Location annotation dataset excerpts
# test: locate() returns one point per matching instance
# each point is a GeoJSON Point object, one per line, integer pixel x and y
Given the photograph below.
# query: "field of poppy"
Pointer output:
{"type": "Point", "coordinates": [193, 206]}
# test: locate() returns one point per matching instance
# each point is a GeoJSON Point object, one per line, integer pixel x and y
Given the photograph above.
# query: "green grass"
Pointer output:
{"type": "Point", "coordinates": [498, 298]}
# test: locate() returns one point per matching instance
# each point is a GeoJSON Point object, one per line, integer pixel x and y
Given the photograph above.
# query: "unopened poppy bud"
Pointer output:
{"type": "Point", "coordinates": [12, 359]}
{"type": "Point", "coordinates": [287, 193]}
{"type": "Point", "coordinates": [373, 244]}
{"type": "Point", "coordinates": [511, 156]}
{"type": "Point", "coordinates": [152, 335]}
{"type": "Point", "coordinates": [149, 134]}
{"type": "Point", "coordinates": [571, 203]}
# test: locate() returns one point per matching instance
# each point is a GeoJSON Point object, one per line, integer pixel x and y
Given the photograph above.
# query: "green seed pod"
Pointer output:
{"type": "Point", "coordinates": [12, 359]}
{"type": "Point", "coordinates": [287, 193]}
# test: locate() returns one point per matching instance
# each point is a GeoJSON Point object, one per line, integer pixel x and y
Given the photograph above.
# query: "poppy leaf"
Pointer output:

Work to do: Rewrite all of the entries above, replacing every "photograph" with "image" and changing nothing else.

The completed task:
# test: locate() returns one point per matching instance
# each point is a GeoJSON Point object, one per line, integer pixel x and y
Given the image below.
# query: "field of poppy"
Pointer output:
{"type": "Point", "coordinates": [193, 206]}
# test: locate() returns one point per matching instance
# each point is a GeoJSON Point object, one per line, integer pixel x and y
Given the image above.
# query: "green grass"
Pointer output:
{"type": "Point", "coordinates": [498, 298]}
# test: locate() returns one point per matching instance
# each point is a GeoJSON Point object, one per line, integer pixel x and y
Given the image above.
# query: "unopened poppy bud"
Pointer output:
{"type": "Point", "coordinates": [12, 359]}
{"type": "Point", "coordinates": [287, 193]}
{"type": "Point", "coordinates": [373, 244]}
{"type": "Point", "coordinates": [511, 156]}
{"type": "Point", "coordinates": [152, 335]}
{"type": "Point", "coordinates": [149, 134]}
{"type": "Point", "coordinates": [571, 203]}
# test: locate() returns one point per matching instance
# each point is a GeoJSON Point object, one per line, integer pixel x and y
Given the image above.
# query: "green seed pod"
Pointer output:
{"type": "Point", "coordinates": [12, 359]}
{"type": "Point", "coordinates": [287, 193]}
# test: locate() returns one point per matching instance
# each point is a GeoJSON Point object, one per line, integer pixel x and y
Given the image above.
# query: "poppy leaf"
Pointer output:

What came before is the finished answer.